___ Provided information ___

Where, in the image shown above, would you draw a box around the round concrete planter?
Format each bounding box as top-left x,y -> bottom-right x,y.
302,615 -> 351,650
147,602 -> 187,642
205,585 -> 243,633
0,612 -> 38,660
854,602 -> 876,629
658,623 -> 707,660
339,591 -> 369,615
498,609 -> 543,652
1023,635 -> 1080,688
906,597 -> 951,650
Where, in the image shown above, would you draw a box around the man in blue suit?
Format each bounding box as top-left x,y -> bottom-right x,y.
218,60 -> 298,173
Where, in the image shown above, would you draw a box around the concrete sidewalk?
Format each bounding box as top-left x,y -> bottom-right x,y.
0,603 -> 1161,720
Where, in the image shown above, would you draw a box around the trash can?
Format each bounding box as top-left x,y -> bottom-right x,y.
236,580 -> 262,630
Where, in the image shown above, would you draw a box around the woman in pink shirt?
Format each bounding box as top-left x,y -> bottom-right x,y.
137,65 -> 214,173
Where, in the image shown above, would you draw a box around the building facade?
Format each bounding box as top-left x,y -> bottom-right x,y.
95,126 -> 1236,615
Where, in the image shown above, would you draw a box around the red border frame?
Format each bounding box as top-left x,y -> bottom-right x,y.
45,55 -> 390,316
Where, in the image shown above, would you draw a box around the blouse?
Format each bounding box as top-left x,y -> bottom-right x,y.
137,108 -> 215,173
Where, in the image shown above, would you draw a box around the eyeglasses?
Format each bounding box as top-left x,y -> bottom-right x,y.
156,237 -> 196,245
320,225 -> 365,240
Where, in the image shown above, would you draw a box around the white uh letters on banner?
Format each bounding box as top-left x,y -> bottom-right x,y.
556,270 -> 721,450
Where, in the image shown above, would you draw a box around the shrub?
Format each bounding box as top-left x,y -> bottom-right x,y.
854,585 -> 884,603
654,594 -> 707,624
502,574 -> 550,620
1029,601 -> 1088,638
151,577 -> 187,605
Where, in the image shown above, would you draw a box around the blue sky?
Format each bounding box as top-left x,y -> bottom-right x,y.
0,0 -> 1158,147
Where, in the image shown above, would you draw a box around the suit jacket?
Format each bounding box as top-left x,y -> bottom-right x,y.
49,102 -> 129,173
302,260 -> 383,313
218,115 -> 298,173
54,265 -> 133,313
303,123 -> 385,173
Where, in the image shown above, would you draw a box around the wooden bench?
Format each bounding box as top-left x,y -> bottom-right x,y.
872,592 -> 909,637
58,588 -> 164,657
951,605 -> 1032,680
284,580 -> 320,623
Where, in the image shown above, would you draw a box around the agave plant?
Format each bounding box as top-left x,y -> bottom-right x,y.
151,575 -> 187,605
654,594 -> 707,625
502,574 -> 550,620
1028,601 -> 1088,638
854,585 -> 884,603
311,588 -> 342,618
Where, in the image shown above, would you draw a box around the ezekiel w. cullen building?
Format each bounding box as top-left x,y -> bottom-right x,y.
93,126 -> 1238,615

___

**Short problem:**
Reproduce the lines above, beginning with the line that contains "in pink shirt?" and stopping after the line that contains "137,65 -> 214,173". Scale every bounding-box coordinate by 1.15 and round it to a whole number (halves go up), and keep all other text the same.

**Written answer:**
Where, in the image shown above, would you draw a box around the woman in pink shirt?
Format each bounding box as top-left x,y -> bottom-right x,y.
158,75 -> 246,199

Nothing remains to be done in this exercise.